# **Extractive Summarisation**

# Libraries & Packages

In [None]:
import pandas as pd
import nltk
import spacy
import re
from bs4 import BeautifulSoup
!pip install pytextrank
import pytextrank
!python -m spacy download en_core_web_md
from collections import defaultdict
from collections import Counter
from nltk.corpus import wordnet
from nltk import sent_tokenize
from nltk.tokenize import word_tokenize
from nltk.tokenize import RegexpTokenizer
from nltk.tag import pos_tag
from heapq import nlargest
nltk.download('punkt')
nltk.download('averaged_perceptron_tagger')
nltk.download('stopwords')
from nltk.corpus import stopwords
nlp = spacy.load('en_core_web_md')
nlp.add_pipe("textrank")
stops = stopwords.words('english')
nltk.download('wordnet')
from nltk.stem import WordNetLemmatizer
lemmatizer = WordNetLemmatizer()

In [None]:
df = pd.read_csv("all_articles_cleaned_no_unnecessary_words.csv")

In [None]:
df['body'] = df['body'].str.replace("\n", "")

• LISTING:
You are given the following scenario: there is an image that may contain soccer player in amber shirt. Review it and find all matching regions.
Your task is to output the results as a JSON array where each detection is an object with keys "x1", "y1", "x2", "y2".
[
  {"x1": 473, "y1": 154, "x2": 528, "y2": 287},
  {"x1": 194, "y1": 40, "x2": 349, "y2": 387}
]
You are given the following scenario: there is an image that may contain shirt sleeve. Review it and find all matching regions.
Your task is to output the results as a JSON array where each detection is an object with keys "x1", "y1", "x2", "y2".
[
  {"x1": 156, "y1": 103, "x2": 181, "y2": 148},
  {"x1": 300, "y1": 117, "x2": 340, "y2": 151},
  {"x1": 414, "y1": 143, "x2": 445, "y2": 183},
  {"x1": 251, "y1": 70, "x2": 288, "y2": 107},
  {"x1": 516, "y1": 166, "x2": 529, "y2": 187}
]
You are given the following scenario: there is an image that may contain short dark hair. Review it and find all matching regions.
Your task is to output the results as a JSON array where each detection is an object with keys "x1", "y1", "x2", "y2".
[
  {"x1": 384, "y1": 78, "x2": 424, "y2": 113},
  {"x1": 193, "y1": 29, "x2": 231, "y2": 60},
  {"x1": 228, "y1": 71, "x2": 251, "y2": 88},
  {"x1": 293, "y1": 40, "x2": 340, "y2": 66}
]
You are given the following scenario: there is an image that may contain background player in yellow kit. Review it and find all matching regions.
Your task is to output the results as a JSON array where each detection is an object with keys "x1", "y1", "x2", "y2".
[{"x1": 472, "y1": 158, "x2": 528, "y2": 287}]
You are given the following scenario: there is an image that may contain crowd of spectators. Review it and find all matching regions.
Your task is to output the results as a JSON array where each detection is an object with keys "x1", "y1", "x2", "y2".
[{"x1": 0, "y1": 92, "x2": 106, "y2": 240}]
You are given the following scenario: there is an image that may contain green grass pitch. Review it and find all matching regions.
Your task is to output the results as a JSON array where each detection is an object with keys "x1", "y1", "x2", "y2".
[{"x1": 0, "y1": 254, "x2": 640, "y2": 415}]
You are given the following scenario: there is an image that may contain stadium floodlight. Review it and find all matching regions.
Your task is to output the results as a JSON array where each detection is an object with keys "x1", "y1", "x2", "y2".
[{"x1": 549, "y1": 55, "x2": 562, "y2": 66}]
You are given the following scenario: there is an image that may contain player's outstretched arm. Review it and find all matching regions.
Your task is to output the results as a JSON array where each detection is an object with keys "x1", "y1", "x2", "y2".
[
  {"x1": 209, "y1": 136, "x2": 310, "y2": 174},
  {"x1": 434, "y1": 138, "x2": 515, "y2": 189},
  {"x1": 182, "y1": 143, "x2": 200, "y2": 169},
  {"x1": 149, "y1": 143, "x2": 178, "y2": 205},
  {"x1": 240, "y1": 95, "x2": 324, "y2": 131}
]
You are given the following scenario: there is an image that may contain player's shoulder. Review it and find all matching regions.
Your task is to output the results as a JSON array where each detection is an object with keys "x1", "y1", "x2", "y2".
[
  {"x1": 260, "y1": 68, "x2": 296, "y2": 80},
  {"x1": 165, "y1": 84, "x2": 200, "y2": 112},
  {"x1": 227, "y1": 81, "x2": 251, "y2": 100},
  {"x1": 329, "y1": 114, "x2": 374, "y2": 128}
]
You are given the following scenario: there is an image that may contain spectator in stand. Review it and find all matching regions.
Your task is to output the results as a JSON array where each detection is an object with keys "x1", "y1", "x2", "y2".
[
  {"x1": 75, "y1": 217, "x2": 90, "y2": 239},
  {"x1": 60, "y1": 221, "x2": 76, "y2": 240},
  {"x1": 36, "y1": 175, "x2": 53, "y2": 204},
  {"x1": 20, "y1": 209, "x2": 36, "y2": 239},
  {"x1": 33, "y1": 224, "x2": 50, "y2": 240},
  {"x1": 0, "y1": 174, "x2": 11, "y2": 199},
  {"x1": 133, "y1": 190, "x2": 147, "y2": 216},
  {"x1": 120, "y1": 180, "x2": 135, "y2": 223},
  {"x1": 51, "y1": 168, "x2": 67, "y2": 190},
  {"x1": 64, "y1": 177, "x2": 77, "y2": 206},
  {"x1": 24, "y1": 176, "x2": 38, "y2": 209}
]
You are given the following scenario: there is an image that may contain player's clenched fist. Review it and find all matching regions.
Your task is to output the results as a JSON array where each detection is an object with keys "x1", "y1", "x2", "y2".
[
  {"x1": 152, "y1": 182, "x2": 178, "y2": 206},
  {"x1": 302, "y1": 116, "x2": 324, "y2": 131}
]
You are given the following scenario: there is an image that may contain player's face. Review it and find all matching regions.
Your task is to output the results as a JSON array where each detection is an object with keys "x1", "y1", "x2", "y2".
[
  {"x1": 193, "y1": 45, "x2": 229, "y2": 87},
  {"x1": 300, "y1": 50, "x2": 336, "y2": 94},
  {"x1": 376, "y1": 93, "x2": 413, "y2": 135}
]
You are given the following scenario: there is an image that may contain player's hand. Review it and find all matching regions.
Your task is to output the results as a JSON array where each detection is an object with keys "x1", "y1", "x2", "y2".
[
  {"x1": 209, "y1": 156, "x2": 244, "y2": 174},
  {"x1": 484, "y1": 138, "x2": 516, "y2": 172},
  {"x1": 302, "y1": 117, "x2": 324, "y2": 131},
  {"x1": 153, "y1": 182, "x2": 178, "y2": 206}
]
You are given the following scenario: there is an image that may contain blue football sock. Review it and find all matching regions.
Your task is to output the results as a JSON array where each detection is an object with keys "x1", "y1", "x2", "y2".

• JOBS:
a) Which CSV file does the extractive summarization notebook load into a DataFrame?
b) Pick up the extractive summarization notebook after its last line and keep it going.

• RESPONSES FOR EACH TASK:
a) all_articles_cleaned_no_unnecessary_words.csv

b)
df['body'] = df['body'].str.replace("  ", "")
df['body'] = df['body'].str.replace("\'", "'")

In [None]:
df = df.iloc[:1000]

In [None]:
df.dtypes

id                   float64
body                  object
headline              object
article_name          object
article_url           object
date_published        object
article_length         int64
date_uploaded         object
article_start_url     object
source                object
dtype: object

In [None]:
df['body'] = df['body'].values.astype(str)

In [None]:
df['headline'] = df['headline'].values.astype(str)

# Lexical Chain

In [None]:
def noun_relations(nouns):
    relation_list = defaultdict(list)
    for i in range(len(nouns)):
        relation = []
        for syn in wordnet.synsets(nouns[i], pos = wordnet.NOUN):
            for a in syn.lemmas():
                relation.append(a.name())
                if a.antonyms():
                    relation.append(a.antonyms()[0].name())
            for b in syn.hyponyms():
                if b.hyponyms():
                    relation.append(b.hyponyms()[0].name().split('.')[0])
            for c in syn.hypernyms():
                if c.hypernyms():
                    relation.append(c.hypernyms()[0].name().split('.')[0])
        relation_list[nouns[i]].append(relation)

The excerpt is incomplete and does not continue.